STATED TASK: Set down, without any change, the stretch of the listing from the line containing "In this exercise you will point out the blue" through the line containing "[(393, 31)]". Include both of those lines.

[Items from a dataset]
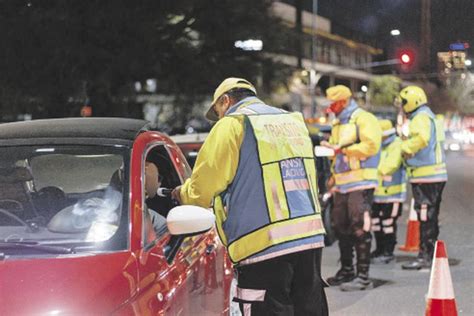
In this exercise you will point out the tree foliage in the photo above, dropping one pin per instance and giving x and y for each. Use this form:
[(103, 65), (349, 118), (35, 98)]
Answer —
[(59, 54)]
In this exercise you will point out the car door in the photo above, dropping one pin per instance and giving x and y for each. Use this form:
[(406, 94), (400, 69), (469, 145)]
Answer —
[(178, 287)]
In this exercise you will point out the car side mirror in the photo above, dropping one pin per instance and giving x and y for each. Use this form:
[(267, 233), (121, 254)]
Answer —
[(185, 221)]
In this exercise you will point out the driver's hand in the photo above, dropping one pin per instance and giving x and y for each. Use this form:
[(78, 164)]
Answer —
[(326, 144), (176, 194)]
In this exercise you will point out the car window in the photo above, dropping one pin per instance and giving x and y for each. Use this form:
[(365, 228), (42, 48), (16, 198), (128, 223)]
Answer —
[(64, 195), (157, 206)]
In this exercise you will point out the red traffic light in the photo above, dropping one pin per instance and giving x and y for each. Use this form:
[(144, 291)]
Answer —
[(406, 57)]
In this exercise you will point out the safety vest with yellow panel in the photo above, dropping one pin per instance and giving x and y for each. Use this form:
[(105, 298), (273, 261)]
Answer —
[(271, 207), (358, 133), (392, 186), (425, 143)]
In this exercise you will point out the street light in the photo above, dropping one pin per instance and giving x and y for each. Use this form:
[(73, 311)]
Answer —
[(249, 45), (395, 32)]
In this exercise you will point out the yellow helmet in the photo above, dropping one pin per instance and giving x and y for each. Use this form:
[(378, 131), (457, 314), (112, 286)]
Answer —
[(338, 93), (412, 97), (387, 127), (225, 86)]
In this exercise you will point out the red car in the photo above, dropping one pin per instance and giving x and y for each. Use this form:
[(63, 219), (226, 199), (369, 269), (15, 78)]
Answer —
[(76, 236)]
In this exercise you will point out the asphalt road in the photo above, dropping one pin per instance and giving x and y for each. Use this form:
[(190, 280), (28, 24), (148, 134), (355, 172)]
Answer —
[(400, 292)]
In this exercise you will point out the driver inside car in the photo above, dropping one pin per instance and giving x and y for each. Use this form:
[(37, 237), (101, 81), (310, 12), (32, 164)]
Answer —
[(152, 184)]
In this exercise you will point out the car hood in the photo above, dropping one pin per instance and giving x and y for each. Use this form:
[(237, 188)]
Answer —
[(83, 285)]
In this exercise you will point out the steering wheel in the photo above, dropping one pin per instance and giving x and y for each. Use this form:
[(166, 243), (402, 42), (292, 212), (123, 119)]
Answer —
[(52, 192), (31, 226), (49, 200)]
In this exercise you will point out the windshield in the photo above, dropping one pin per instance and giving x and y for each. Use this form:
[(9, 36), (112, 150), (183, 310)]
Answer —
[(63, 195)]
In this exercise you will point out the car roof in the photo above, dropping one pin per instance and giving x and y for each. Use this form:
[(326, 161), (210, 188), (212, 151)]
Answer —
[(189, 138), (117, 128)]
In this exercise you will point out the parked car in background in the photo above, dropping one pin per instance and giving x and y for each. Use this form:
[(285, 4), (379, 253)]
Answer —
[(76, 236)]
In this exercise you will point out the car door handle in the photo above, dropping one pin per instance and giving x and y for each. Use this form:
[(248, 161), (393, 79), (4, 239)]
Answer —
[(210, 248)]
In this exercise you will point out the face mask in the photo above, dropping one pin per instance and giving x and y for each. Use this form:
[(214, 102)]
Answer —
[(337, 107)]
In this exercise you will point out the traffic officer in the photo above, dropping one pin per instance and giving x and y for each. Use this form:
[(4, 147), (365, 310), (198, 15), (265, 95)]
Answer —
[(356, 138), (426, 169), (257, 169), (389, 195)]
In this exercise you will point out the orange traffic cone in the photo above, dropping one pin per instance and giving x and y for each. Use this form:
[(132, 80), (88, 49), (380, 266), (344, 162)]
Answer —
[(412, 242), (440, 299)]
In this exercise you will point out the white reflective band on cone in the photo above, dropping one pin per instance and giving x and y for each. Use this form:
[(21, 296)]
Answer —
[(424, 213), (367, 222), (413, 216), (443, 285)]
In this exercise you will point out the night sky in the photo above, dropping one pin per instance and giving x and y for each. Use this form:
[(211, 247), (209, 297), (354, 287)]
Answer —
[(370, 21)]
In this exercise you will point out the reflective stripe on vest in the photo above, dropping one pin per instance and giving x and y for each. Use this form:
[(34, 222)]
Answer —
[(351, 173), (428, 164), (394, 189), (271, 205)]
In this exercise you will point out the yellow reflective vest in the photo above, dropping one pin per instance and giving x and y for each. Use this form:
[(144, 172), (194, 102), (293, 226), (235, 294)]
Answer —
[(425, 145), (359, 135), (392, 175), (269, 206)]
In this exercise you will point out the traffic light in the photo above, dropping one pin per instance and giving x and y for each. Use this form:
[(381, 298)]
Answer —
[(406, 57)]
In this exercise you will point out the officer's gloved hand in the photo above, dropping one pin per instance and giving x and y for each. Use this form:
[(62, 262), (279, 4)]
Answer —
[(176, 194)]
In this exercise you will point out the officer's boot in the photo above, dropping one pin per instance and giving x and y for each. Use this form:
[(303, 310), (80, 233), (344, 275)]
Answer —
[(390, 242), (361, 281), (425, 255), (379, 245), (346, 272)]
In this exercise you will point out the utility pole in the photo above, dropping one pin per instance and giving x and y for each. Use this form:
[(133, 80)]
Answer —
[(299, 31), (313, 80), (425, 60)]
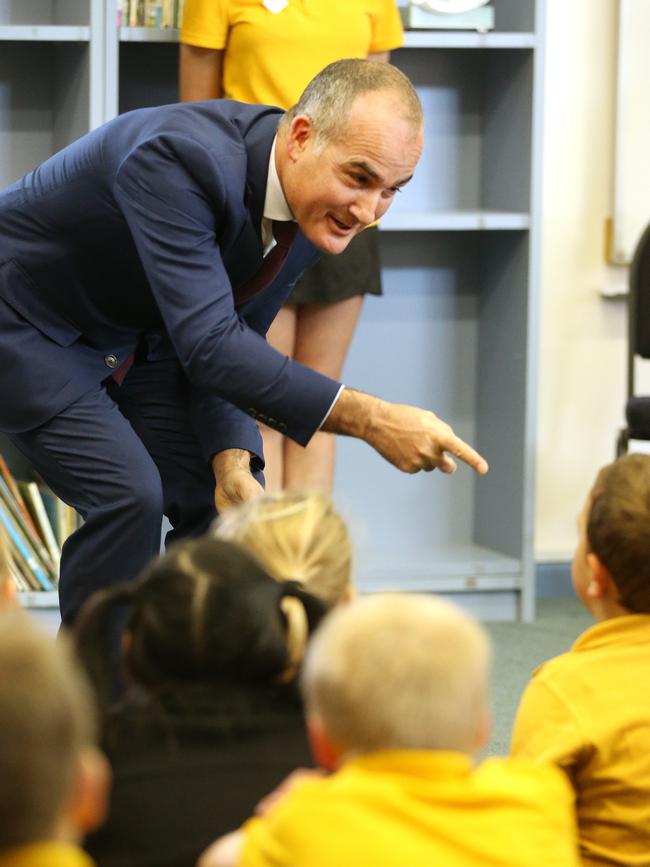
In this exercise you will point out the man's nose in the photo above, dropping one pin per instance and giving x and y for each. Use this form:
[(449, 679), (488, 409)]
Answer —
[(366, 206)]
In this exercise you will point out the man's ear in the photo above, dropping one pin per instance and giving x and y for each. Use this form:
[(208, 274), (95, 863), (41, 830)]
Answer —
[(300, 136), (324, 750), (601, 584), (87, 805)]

--

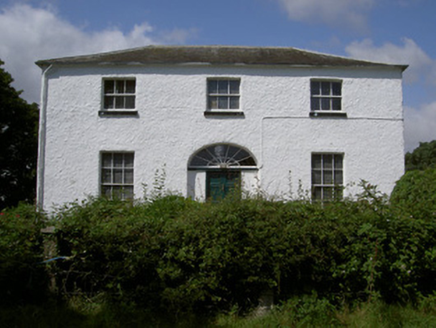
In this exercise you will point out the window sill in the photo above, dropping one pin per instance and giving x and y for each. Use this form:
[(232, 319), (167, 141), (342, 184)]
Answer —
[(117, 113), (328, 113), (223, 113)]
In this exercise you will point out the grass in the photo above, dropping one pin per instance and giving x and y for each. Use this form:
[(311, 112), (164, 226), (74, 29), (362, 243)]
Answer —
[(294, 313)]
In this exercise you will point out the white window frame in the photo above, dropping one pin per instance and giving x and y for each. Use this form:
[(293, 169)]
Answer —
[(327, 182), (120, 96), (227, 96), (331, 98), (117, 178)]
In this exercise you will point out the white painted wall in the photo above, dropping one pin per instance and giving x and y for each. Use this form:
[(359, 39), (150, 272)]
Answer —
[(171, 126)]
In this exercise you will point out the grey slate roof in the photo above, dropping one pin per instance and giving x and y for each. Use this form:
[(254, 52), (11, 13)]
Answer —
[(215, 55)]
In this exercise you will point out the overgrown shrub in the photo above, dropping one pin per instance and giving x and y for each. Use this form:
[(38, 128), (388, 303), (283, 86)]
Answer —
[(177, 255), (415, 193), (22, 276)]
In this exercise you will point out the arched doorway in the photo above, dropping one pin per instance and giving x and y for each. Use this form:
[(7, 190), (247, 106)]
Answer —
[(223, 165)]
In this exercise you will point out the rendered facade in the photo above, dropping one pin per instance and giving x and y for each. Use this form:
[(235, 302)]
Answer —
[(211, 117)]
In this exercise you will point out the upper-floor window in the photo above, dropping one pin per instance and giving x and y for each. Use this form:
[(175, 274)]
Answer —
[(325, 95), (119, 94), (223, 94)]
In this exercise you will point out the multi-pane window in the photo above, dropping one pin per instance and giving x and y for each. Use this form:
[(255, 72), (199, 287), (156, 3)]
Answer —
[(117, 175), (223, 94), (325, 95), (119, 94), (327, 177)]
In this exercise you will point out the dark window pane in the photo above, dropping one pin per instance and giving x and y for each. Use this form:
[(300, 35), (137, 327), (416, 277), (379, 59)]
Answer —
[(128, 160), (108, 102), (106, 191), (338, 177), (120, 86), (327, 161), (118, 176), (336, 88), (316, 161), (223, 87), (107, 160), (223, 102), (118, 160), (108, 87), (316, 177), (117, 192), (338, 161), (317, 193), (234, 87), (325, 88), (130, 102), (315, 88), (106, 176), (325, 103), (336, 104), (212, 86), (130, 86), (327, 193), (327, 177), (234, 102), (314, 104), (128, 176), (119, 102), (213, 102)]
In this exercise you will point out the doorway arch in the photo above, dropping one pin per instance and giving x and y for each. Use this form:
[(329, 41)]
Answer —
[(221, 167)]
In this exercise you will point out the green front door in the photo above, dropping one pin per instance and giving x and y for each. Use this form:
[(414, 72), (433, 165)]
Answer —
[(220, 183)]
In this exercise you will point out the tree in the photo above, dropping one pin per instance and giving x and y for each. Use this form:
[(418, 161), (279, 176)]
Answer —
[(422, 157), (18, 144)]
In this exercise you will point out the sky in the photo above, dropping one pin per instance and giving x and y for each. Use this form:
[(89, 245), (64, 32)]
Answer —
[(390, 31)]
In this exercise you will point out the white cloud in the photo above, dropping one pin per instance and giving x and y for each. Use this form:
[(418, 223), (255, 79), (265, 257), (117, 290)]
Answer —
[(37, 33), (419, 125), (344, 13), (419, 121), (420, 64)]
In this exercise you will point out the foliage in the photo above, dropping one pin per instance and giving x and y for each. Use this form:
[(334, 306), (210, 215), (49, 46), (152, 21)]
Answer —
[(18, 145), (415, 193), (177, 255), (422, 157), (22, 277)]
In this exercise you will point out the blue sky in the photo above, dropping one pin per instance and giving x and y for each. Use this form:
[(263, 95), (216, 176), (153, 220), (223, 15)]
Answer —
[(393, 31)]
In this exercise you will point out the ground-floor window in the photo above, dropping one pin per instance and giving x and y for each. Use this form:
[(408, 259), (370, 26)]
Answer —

TASK OUTPUT:
In this exercise you will point out the blue sky in the photo above, dropping one pin per instance and giving x and y for each. Use this form:
[(263, 95), (216, 176), (153, 220), (223, 15)]
Answer —
[(393, 31)]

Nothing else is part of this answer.